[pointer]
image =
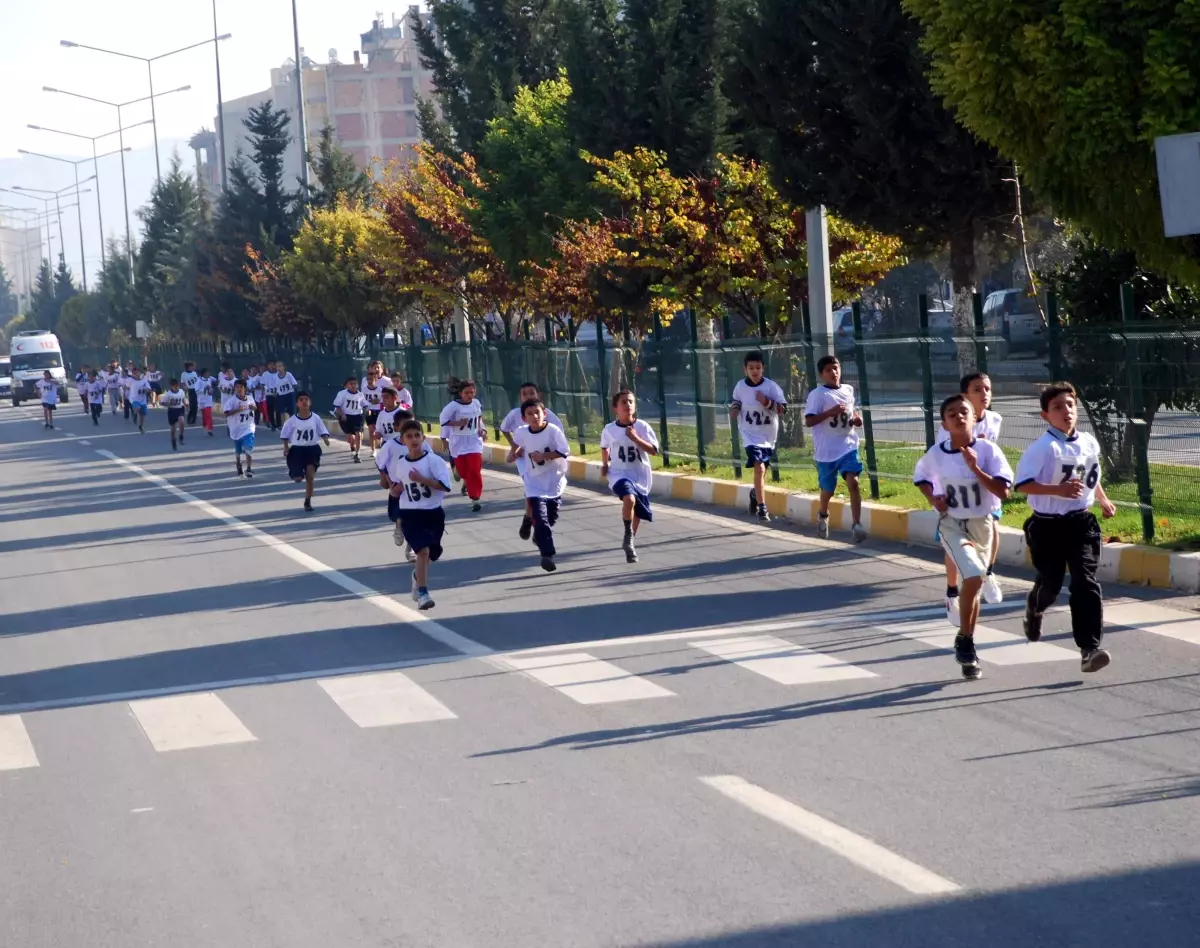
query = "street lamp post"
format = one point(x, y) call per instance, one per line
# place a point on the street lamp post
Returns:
point(95, 166)
point(120, 133)
point(75, 165)
point(149, 61)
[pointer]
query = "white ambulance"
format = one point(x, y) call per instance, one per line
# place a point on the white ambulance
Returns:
point(33, 352)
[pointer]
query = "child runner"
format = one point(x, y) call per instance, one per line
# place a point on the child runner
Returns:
point(139, 399)
point(977, 387)
point(627, 447)
point(757, 403)
point(419, 483)
point(239, 412)
point(1060, 473)
point(959, 478)
point(187, 379)
point(513, 420)
point(462, 425)
point(48, 389)
point(204, 400)
point(545, 450)
point(831, 413)
point(301, 449)
point(175, 401)
point(348, 408)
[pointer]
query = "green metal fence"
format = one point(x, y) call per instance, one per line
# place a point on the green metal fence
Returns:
point(1139, 381)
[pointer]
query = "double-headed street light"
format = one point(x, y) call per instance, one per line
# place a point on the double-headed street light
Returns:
point(95, 167)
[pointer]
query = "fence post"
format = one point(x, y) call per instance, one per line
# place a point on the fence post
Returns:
point(1054, 327)
point(663, 393)
point(927, 370)
point(1138, 417)
point(981, 331)
point(695, 389)
point(864, 399)
point(735, 447)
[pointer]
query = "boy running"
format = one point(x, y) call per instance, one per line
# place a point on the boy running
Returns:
point(831, 413)
point(1060, 473)
point(175, 401)
point(301, 449)
point(545, 449)
point(959, 478)
point(348, 408)
point(757, 403)
point(627, 447)
point(419, 481)
point(239, 412)
point(513, 421)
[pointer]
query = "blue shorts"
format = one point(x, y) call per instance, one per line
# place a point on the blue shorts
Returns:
point(624, 487)
point(828, 471)
point(760, 456)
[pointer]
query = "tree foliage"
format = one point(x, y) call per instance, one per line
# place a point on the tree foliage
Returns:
point(1077, 94)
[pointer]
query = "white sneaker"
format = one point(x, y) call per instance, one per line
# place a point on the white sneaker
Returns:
point(952, 611)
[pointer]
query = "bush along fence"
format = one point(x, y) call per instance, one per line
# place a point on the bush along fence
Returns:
point(1139, 382)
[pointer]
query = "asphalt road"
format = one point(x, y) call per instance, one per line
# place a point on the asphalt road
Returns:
point(222, 724)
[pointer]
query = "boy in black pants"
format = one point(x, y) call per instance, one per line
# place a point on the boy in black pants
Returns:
point(1061, 475)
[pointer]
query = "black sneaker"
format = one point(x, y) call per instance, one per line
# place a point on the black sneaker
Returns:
point(1032, 624)
point(1095, 659)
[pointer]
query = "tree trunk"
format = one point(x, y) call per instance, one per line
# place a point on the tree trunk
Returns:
point(963, 277)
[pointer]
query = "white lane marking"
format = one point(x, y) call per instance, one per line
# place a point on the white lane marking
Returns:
point(993, 645)
point(1158, 619)
point(781, 661)
point(585, 678)
point(412, 617)
point(186, 721)
point(384, 699)
point(16, 749)
point(845, 843)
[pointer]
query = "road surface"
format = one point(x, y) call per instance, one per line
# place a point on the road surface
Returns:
point(222, 724)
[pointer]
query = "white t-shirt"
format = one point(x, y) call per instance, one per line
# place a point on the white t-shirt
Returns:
point(463, 441)
point(835, 437)
point(429, 465)
point(348, 402)
point(304, 431)
point(987, 427)
point(544, 478)
point(943, 468)
point(625, 459)
point(757, 425)
point(239, 417)
point(1056, 459)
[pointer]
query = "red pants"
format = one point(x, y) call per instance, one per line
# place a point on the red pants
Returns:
point(471, 469)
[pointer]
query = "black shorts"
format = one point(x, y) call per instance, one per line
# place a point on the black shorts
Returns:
point(423, 531)
point(300, 457)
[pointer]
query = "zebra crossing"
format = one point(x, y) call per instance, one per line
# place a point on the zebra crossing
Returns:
point(190, 721)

##########

• What is needed: Please pull out the entries verbatim, beginning with the very first line and continuing through the line with "point(95, 167)", and leave the pictures out of your answer.

• Exercise response:
[pointer]
image =
query = "street lamp post"
format = one point(x, y) call per instance, one per line
# place a point on the street lamp post
Returns:
point(95, 166)
point(120, 133)
point(75, 165)
point(149, 61)
[pointer]
query = "white ambulance"
format = one point(x, y) call per instance, one per line
# place a point on the white ambulance
Returns:
point(33, 352)
[pointer]
query = "child runner"
format = one point(x, y) call per instance, one per line
# place a point on the child runner
Returns:
point(139, 399)
point(977, 387)
point(627, 447)
point(757, 403)
point(419, 483)
point(239, 412)
point(1060, 473)
point(959, 478)
point(187, 379)
point(513, 420)
point(462, 425)
point(48, 389)
point(204, 400)
point(545, 450)
point(831, 413)
point(301, 449)
point(175, 401)
point(348, 408)
[pointer]
query = "green metal fence"
format = one point(x, y) call per instance, one per line
# place a point on the green metal fence
Returns:
point(1139, 381)
[pointer]
query = "double-headed street light"
format = one point(x, y) call per instance, one per line
# place a point on the double-headed street light
Returns:
point(95, 167)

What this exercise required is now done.